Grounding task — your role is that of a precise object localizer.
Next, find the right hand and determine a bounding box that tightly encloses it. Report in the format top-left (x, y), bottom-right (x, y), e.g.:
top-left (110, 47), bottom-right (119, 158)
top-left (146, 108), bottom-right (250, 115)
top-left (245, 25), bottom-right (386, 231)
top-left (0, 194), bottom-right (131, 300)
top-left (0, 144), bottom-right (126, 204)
= = = =
What you will do:
Copy out each line of the data where the string "that" appears.

Result:
Grounding task — your role is that of a precise object localizer.
Next, find the right hand and determine a bounding box that tightly encloses it. Report in the format top-left (x, y), bottom-right (x, y), e.g.:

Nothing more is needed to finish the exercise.